> **Problem statement**: Reproduce the whole listing, character for character.

* START The data *

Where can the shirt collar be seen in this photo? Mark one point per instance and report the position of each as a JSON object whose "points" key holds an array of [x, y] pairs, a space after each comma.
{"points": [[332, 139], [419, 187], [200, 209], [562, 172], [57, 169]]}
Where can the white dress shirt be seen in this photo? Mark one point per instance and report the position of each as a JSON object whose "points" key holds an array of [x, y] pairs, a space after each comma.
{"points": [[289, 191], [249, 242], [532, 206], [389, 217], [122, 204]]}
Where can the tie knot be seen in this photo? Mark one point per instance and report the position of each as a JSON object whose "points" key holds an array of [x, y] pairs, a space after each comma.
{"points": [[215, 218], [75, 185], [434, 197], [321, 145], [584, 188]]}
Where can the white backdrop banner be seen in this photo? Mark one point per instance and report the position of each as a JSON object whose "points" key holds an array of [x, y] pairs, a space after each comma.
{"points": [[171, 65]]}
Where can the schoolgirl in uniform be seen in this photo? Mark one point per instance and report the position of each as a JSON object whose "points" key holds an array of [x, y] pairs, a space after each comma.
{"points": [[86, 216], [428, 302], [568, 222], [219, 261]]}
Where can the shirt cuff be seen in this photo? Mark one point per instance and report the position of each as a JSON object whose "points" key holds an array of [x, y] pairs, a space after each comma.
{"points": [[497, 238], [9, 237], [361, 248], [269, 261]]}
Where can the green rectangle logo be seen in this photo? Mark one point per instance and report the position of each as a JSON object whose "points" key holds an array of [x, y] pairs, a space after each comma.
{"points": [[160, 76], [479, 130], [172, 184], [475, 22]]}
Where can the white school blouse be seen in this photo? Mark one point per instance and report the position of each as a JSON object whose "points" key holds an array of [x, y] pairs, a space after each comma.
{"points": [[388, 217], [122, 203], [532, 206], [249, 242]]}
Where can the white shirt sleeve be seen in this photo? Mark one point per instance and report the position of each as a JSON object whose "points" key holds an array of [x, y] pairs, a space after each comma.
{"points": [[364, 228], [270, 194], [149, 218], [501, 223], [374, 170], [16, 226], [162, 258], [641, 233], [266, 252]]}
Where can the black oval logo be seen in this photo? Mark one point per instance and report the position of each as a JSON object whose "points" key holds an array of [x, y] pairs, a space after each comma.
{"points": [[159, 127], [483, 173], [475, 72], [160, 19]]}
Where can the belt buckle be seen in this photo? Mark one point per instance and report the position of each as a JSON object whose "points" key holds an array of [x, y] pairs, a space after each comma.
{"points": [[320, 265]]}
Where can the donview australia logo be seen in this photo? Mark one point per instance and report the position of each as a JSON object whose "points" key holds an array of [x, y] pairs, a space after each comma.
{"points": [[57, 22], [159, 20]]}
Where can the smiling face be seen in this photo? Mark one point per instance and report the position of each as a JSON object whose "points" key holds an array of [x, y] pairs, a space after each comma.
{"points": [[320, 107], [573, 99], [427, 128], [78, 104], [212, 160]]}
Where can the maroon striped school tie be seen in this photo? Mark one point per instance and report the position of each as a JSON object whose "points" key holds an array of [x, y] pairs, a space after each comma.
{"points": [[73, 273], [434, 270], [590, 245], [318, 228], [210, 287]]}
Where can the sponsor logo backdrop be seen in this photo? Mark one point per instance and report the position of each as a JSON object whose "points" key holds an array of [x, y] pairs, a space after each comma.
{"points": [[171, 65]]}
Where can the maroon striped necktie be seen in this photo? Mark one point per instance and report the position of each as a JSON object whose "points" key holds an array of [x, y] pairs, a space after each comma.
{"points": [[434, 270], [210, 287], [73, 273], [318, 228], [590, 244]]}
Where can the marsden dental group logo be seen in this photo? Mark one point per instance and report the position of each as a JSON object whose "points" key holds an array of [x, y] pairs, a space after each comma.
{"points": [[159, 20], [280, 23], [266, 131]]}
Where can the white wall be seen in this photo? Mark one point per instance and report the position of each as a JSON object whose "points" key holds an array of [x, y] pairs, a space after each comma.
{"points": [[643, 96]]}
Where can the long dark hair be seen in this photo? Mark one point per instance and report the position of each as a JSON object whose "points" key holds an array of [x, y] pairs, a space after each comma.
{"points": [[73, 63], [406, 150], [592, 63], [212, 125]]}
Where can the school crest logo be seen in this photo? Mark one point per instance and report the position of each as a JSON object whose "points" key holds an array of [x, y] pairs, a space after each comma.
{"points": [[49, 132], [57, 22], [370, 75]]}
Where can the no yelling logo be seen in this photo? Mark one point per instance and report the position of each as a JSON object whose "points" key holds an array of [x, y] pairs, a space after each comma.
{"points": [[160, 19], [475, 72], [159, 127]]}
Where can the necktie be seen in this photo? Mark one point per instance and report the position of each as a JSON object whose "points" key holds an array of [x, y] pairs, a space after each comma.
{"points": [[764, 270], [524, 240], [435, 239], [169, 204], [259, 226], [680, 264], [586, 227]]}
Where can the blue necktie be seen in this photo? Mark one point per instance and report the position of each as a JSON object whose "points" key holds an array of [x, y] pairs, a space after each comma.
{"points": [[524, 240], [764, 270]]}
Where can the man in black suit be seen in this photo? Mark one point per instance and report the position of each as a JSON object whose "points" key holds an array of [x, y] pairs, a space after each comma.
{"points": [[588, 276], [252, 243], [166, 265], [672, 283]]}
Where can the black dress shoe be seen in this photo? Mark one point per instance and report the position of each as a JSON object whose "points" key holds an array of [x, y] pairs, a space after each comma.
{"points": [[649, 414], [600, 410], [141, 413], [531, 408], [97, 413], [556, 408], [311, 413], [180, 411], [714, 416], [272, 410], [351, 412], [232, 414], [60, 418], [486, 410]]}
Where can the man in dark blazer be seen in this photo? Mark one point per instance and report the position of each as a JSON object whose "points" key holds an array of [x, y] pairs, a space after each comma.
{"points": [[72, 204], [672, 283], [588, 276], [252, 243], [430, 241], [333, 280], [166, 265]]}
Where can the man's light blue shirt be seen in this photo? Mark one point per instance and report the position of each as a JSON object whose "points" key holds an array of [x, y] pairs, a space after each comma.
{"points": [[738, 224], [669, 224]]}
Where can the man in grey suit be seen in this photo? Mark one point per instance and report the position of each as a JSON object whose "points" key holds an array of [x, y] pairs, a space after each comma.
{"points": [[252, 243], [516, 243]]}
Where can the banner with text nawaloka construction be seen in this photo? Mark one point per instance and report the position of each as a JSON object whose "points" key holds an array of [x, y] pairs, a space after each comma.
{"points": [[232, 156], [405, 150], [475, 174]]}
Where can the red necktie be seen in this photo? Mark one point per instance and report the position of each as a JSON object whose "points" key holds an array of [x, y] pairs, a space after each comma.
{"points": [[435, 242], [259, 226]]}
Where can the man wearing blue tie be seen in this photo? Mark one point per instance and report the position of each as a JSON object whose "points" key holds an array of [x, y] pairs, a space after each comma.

* END The data *

> **Exercise solution**:
Where can the shirt collar be seen in this photo? Mark one point per instance and report the position of each as a JSON object whose "points" key holds an array of [x, y] pairs, a space after each comma.
{"points": [[332, 139], [419, 187], [200, 209], [562, 172], [57, 169]]}
Where can the white dress shirt be seen in this photo? Mark one point per instance and report the position of each as a JSON object whose "points" key holds an array of [x, y] pairs, a space after each comma.
{"points": [[289, 191], [249, 242], [532, 206], [389, 217], [122, 204]]}
Where can the tie knot be seen in this photo? Mark one point per instance and report the position of each as a JSON object whose "points" key holds an array of [x, y] pairs, a space after each comma.
{"points": [[215, 218], [75, 185], [434, 197], [321, 145], [584, 188]]}
Where can the white backdrop banner be seen in this photo? Mark one point per instance and report the position of each as a JSON object whose "points" key holds an array of [x, y] pairs, a space after each comma.
{"points": [[171, 65]]}
Where can the schoolgirl in uniform be seen in this photo? Mark one point per instance and report the position of each as a JSON object whose "points" key holds an array of [x, y] pairs, a space after each comma.
{"points": [[86, 216], [428, 302], [568, 222], [219, 261]]}
Where can the shirt cuff be seen in this photo? Mark one point per instance and report the position of each as a JSON object whose "points" key holds an array of [x, y] pairs, a space after each comma.
{"points": [[497, 238], [9, 237], [361, 248], [269, 261]]}
Where can the green rectangle logo be seen in this photo? Mark one point per instance and report the position of each as a JSON object whose "points" key holds an array of [x, y] pairs, a space after each comma.
{"points": [[160, 76], [479, 130], [172, 184], [475, 22]]}
Where can the white school blouse be seen in this photo? Mark one point per instance and report the position of each as a JSON object whose "points" key holds an array of [x, y] pairs, a space after each comma.
{"points": [[388, 217], [122, 203], [532, 206], [249, 242]]}
Where can the white shirt sleeve be seen in this photo? Mark one point per instance and report the position of each as a JSON object whose "points" key holds an array of [x, y] pairs, a space after each comma.
{"points": [[364, 228], [270, 194], [149, 218], [501, 223], [374, 170], [16, 226], [162, 258], [641, 233], [266, 252]]}
Where can the black oval logo be seen in this photo? Mark one point per instance and report the position of each as a JSON object whose "points" key holds an array of [x, y] pairs, a space after each comma.
{"points": [[159, 127], [483, 173], [475, 72], [160, 19]]}
Where can the belt buckle be seen in this photo? Mark one point per instance and report the position of each as a JSON object whose "points" key holds an array of [x, y] pairs, a space after each comma.
{"points": [[320, 265]]}
Where can the donview australia logo be seen in this photo? Mark one point per instance and report the position of each as a JSON object whose "points" key holds an array of [x, y] pairs, a space after each comma.
{"points": [[57, 22], [159, 20]]}
Where can the smiling face be seen in this photo? Mark one point per instance and report the position of each as a JSON object whose "points" key holds an array of [x, y] pairs, a space after each comma.
{"points": [[320, 107], [573, 99], [427, 128], [78, 104], [212, 160]]}
Where can the maroon striped school tie be seen in this photo? Mark one point per instance and report the position of each as a JSON object whose "points" key holds an array of [x, y] pairs, a space after each comma.
{"points": [[73, 273], [434, 270], [590, 245], [318, 228], [210, 287]]}
Where can the sponsor logo backdrop be seen in this photo? Mark one point per instance and report the position of each as a JSON object whose "points" key holds an array of [x, y] pairs, a space after each comma.
{"points": [[171, 65]]}
Where can the maroon striped necktie be seen in this photo? Mark one point per instance and report the position of each as a JSON object whose "points" key holds an array of [x, y] pairs, a space after each comma.
{"points": [[434, 270], [210, 287], [73, 273], [318, 228], [590, 244]]}
Where can the marsden dental group logo be seen in this photo? Mark one point per instance and report the position of each as a JSON object whose "points" key holds an array of [x, y] pairs, a space after each comma.
{"points": [[159, 20], [280, 23], [266, 131]]}
Where can the white wall be seen in this photo? Mark one point per instance and report the position of each as a JSON object whose "points" key holds an array of [x, y] pairs, a space after each comma.
{"points": [[643, 96]]}
Where can the long dark hair be seen in this photo? Mark one point per instance and report the position of each as a JSON object whose "points" key holds an array of [x, y] pairs, a space after each comma.
{"points": [[73, 63], [406, 150], [592, 63], [212, 125]]}
Where can the school crest logo be seen in this photo? Mark one point per instance and report the position of each as a JSON object whose "points" key holds an array of [x, y] pairs, a space after each comma.
{"points": [[49, 132], [57, 22], [370, 75]]}
Where can the no yelling logo be seen in this photo? Mark one point per instance and report the position of each as a JSON object whose "points" key holds an array of [x, y] pairs, a space after each comma.
{"points": [[160, 19], [475, 72], [159, 127]]}
Where can the necktie be seen in this photo? Mark one point per instance and report the position of each as a JSON object whose "points" key holds an array of [x, y] pairs, a space after each comma.
{"points": [[764, 270], [524, 240], [435, 239], [169, 204], [259, 226], [680, 264], [586, 227]]}
Where can the blue necktie be seen in this photo? Mark one point per instance and report the position of each as a JSON object whose "points" key holds an array of [x, y] pairs, a space after each comma.
{"points": [[524, 240], [764, 270]]}
Where can the man in black suit be seen in this photo? Mark one point per instance and report the position of each as a JSON object whose "points" key holds an array of [x, y] pairs, a space after each comma.
{"points": [[588, 276], [252, 243], [166, 265], [672, 283]]}
Where can the black dress shoe be seen in this photo? Mark one point per instance and report the position of each as a JSON object whose "points" key holds an array of [x, y] pairs, a space after each comma.
{"points": [[649, 414], [600, 410], [141, 413], [531, 408], [97, 413], [556, 408], [311, 413], [180, 411], [714, 416], [272, 410], [351, 412], [232, 414], [60, 418], [486, 410]]}
Where can the man in dark blazer be seen in this photo? Mark one point per instance and report the position of each as a JSON object whose "points" key holds an array of [x, y] pairs, a space after each comma.
{"points": [[72, 204], [672, 283], [588, 276], [252, 243], [430, 241], [333, 280], [166, 265]]}
Where can the man's light blue shirt be seen in this photo? Mark one point per instance and report the position of each as a JSON object whose "points" key holds an array of [x, y] pairs, a space after each comma.
{"points": [[738, 224], [669, 224]]}
Where can the man in grey suit be seen in this photo? Mark one point per instance and report the position of each as a JSON object whose "points" key holds an array of [x, y] pairs, a space after each comma.
{"points": [[252, 243], [516, 243]]}
Where can the banner with text nawaloka construction be seen in this photo? Mark one point per instance and report the position of each as a JSON object whose "points" key holds an array of [x, y] pairs, a space after each comma.
{"points": [[232, 156], [405, 150], [475, 174]]}
Where can the red necktie be seen in this photo? Mark one point per instance and report the position of each as a JSON object whose "points" key holds an array of [x, y] pairs, a space after each comma.
{"points": [[435, 242], [259, 226]]}
Where can the man wearing blue tie be seen in this photo? Mark one point per instance and report the position of each as a JSON object whose "points" key holds an array of [x, y] pairs, a space after each comma.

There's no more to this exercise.